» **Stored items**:
######
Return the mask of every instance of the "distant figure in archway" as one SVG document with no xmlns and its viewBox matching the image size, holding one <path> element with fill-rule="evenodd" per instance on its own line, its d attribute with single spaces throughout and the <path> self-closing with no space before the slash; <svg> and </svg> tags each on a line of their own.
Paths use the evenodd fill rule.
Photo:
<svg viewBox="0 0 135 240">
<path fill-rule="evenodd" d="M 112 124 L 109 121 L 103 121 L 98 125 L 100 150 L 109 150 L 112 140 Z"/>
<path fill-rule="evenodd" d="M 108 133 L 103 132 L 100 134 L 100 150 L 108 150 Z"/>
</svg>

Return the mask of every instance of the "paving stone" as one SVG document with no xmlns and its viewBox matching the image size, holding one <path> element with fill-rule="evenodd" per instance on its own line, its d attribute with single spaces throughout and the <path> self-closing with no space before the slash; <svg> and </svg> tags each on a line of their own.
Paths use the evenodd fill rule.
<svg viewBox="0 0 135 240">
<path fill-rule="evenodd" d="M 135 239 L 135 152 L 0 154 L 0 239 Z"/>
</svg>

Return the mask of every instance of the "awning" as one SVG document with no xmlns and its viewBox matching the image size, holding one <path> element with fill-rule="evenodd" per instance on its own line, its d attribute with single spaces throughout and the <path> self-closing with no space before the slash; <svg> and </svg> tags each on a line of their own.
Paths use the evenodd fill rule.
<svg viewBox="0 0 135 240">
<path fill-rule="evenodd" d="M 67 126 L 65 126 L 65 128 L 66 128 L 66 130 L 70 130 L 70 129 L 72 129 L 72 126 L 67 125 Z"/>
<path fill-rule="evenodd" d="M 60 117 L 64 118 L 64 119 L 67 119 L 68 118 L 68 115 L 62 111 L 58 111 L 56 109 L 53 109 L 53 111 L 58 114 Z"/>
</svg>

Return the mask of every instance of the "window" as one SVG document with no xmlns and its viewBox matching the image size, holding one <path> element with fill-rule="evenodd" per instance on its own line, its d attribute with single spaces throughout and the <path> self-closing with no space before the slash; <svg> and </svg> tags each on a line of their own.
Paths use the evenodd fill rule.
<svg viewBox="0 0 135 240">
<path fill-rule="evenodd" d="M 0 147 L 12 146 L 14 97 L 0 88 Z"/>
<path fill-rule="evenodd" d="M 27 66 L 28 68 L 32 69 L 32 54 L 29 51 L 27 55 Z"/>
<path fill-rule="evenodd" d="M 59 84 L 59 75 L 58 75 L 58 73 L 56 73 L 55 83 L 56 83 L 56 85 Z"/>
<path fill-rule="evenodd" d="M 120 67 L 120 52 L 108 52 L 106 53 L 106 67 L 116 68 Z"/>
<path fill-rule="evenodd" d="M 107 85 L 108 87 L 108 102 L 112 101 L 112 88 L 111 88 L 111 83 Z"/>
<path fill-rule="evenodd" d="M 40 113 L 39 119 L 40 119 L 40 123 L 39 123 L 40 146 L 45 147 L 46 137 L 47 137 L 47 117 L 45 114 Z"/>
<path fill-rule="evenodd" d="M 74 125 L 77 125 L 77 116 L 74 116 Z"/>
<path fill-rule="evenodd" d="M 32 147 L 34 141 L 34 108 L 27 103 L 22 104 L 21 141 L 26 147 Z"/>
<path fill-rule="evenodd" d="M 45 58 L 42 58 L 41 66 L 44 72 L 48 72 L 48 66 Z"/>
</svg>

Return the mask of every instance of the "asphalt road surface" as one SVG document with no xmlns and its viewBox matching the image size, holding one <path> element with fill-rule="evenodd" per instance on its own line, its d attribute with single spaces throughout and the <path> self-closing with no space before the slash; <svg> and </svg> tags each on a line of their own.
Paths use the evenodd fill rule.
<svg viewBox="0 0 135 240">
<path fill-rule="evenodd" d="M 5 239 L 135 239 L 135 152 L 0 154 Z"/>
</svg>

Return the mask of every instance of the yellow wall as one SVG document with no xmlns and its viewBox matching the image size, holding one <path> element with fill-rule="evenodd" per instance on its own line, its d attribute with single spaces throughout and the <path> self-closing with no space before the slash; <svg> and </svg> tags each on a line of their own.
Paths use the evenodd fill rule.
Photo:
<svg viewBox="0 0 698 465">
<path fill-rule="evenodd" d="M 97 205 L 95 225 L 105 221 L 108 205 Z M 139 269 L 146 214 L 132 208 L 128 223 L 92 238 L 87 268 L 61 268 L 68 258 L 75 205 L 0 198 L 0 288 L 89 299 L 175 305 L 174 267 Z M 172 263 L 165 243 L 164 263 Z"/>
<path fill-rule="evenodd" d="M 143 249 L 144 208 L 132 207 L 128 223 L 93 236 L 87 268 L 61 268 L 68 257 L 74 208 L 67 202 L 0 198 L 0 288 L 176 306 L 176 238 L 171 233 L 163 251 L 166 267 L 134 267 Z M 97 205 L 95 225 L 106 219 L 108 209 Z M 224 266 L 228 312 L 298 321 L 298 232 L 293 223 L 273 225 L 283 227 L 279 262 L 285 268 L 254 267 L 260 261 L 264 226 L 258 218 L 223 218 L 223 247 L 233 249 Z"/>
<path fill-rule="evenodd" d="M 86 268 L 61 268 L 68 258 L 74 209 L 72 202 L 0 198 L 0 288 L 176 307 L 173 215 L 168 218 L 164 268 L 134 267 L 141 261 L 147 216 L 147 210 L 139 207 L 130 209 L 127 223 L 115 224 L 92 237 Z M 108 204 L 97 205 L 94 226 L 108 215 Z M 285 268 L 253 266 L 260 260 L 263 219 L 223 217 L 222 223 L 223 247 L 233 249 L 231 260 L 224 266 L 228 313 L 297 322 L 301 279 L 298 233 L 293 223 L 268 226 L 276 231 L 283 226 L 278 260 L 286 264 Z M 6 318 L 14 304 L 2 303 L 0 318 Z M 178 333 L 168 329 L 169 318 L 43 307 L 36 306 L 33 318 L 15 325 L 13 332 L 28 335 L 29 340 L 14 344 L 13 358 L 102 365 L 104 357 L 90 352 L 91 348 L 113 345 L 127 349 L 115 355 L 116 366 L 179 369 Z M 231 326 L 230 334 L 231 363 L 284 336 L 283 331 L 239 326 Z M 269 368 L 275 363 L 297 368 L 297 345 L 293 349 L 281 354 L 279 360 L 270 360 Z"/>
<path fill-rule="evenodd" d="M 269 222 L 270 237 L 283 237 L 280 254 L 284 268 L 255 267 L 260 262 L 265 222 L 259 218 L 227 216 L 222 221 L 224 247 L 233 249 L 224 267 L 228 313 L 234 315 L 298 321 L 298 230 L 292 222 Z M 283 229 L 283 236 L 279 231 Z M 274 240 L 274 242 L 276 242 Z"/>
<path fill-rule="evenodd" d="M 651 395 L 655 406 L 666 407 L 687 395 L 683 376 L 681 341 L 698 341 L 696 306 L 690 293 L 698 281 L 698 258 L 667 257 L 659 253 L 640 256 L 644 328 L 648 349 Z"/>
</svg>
######
» **ACTION ITEM**:
Return the records in full. Omit nothing.

» **RESPONSE TO THIS TASK**:
Return the mask of every instance of the "distant figure in archway" as one SVG document with no xmlns and its viewBox matching the image size, holding one <path> element with fill-rule="evenodd" per instance on its own line, its d attribute with single spaces throughout and the <path> self-closing with no space before the slash; <svg> and </svg> tags each on a line of their own.
Paths use the evenodd fill rule.
Photo:
<svg viewBox="0 0 135 240">
<path fill-rule="evenodd" d="M 112 124 L 109 121 L 103 121 L 98 125 L 100 150 L 109 150 L 112 140 Z"/>
<path fill-rule="evenodd" d="M 108 133 L 103 132 L 100 134 L 100 150 L 108 150 Z"/>
</svg>

Return the mask of every instance of the "paving stone" as one SVG document with no xmlns and its viewBox matching the image size, holding one <path> element with fill-rule="evenodd" per instance on its own line, its d attribute with single spaces throughout and the <path> self-closing with no space before the slash; <svg> and </svg> tags each on a line of their own.
Paths use the evenodd fill rule.
<svg viewBox="0 0 135 240">
<path fill-rule="evenodd" d="M 135 239 L 135 152 L 0 154 L 0 239 Z"/>
</svg>

Return the mask of every instance of the "awning" as one SVG document with no xmlns and its viewBox matching the image size, holding one <path> element with fill-rule="evenodd" per instance on its own line, its d attribute with single spaces throughout and the <path> self-closing with no space before the slash; <svg> and </svg> tags each on a line of their own.
Paths use the evenodd fill rule.
<svg viewBox="0 0 135 240">
<path fill-rule="evenodd" d="M 67 126 L 65 126 L 65 128 L 66 128 L 66 130 L 70 130 L 70 129 L 72 129 L 72 126 L 67 125 Z"/>
<path fill-rule="evenodd" d="M 60 117 L 64 118 L 64 119 L 67 119 L 68 118 L 68 115 L 62 111 L 58 111 L 56 109 L 53 109 L 53 111 L 58 114 Z"/>
</svg>

Return the mask of every instance of the "window" as one SVG document with no xmlns and its viewBox matching the image size, holding one <path> element with fill-rule="evenodd" per instance on its own line, its d attribute with single spaces throughout and the <path> self-closing with no space before the slash; <svg> and </svg> tags each on a line of their own.
Paths use the evenodd fill rule.
<svg viewBox="0 0 135 240">
<path fill-rule="evenodd" d="M 0 147 L 12 146 L 14 97 L 0 88 Z"/>
<path fill-rule="evenodd" d="M 27 66 L 28 68 L 32 69 L 32 54 L 29 51 L 27 55 Z"/>
<path fill-rule="evenodd" d="M 59 84 L 59 75 L 58 75 L 58 73 L 56 73 L 55 83 L 56 83 L 56 85 Z"/>
<path fill-rule="evenodd" d="M 120 67 L 120 52 L 108 52 L 106 53 L 106 67 L 116 68 Z"/>
<path fill-rule="evenodd" d="M 107 85 L 108 87 L 108 102 L 112 101 L 112 88 L 111 88 L 111 83 Z"/>
<path fill-rule="evenodd" d="M 40 113 L 39 119 L 40 119 L 40 123 L 39 123 L 40 146 L 45 147 L 46 137 L 47 137 L 47 117 L 45 114 Z"/>
<path fill-rule="evenodd" d="M 74 125 L 77 125 L 77 116 L 74 116 Z"/>
<path fill-rule="evenodd" d="M 32 147 L 34 141 L 34 108 L 27 103 L 22 104 L 21 141 L 26 147 Z"/>
<path fill-rule="evenodd" d="M 45 58 L 42 58 L 41 66 L 44 72 L 48 72 L 48 66 Z"/>
</svg>

Return the mask of every instance of the "asphalt road surface" as one SVG document with no xmlns and its viewBox matching the image size, holding one <path> element with fill-rule="evenodd" per instance on its own line, its d attribute with single spaces throughout and the <path> self-closing with no space before the slash; <svg> and </svg> tags each on a line of their own.
Paths use the evenodd fill rule.
<svg viewBox="0 0 135 240">
<path fill-rule="evenodd" d="M 5 239 L 135 239 L 135 152 L 0 154 Z"/>
</svg>

Return the mask of every instance of the yellow wall as one SVG document with no xmlns and its viewBox matching the image size, holding one <path> element with fill-rule="evenodd" per instance on its own line, its d attribute with single spaces throughout and the <path> self-closing with no space before the slash; <svg> and </svg> tags each on a line of their own.
Paths use the evenodd fill rule.
Photo:
<svg viewBox="0 0 698 465">
<path fill-rule="evenodd" d="M 97 205 L 95 225 L 105 221 L 108 205 Z M 139 269 L 146 214 L 132 208 L 128 223 L 92 238 L 87 268 L 61 268 L 68 258 L 75 205 L 0 198 L 0 288 L 89 299 L 175 305 L 174 267 Z M 172 263 L 165 243 L 164 263 Z"/>
<path fill-rule="evenodd" d="M 143 249 L 144 208 L 132 207 L 128 223 L 93 236 L 87 268 L 61 268 L 68 257 L 74 208 L 67 202 L 0 198 L 0 288 L 176 306 L 176 238 L 171 233 L 163 251 L 166 267 L 134 267 Z M 97 205 L 95 225 L 106 219 L 108 209 Z M 224 266 L 228 312 L 298 321 L 298 232 L 293 223 L 273 225 L 283 227 L 279 262 L 285 268 L 254 267 L 260 261 L 264 226 L 258 218 L 223 218 L 223 247 L 233 249 Z"/>
<path fill-rule="evenodd" d="M 86 268 L 61 268 L 68 258 L 74 209 L 72 202 L 0 198 L 0 288 L 176 307 L 173 215 L 168 218 L 164 268 L 134 267 L 141 261 L 147 216 L 147 210 L 139 207 L 130 209 L 127 223 L 115 224 L 92 237 Z M 108 204 L 97 205 L 94 226 L 108 215 Z M 285 268 L 253 266 L 260 260 L 263 219 L 223 217 L 222 223 L 223 247 L 233 249 L 231 260 L 224 266 L 228 313 L 297 322 L 301 279 L 298 233 L 293 223 L 268 226 L 276 231 L 283 226 L 278 260 L 286 264 Z M 6 318 L 14 304 L 2 303 L 0 318 Z M 178 333 L 168 329 L 169 318 L 43 307 L 36 306 L 33 318 L 15 325 L 13 332 L 28 335 L 29 340 L 14 344 L 13 358 L 102 365 L 104 357 L 90 352 L 91 348 L 113 345 L 127 349 L 115 355 L 116 366 L 179 369 Z M 231 326 L 230 334 L 231 363 L 284 336 L 283 331 L 239 326 Z M 269 368 L 275 363 L 297 368 L 297 345 L 293 349 L 281 354 L 279 360 L 270 360 Z"/>
<path fill-rule="evenodd" d="M 269 222 L 270 237 L 283 237 L 280 254 L 284 268 L 255 267 L 260 262 L 265 222 L 259 218 L 227 216 L 222 221 L 224 247 L 233 249 L 224 267 L 228 313 L 234 315 L 298 321 L 298 230 L 292 222 Z M 283 229 L 283 236 L 279 231 Z M 274 240 L 274 242 L 276 242 Z"/>
<path fill-rule="evenodd" d="M 651 395 L 655 406 L 666 407 L 687 395 L 683 376 L 681 341 L 698 341 L 696 306 L 690 293 L 698 281 L 698 258 L 667 257 L 659 253 L 640 256 L 644 328 L 648 349 Z"/>
</svg>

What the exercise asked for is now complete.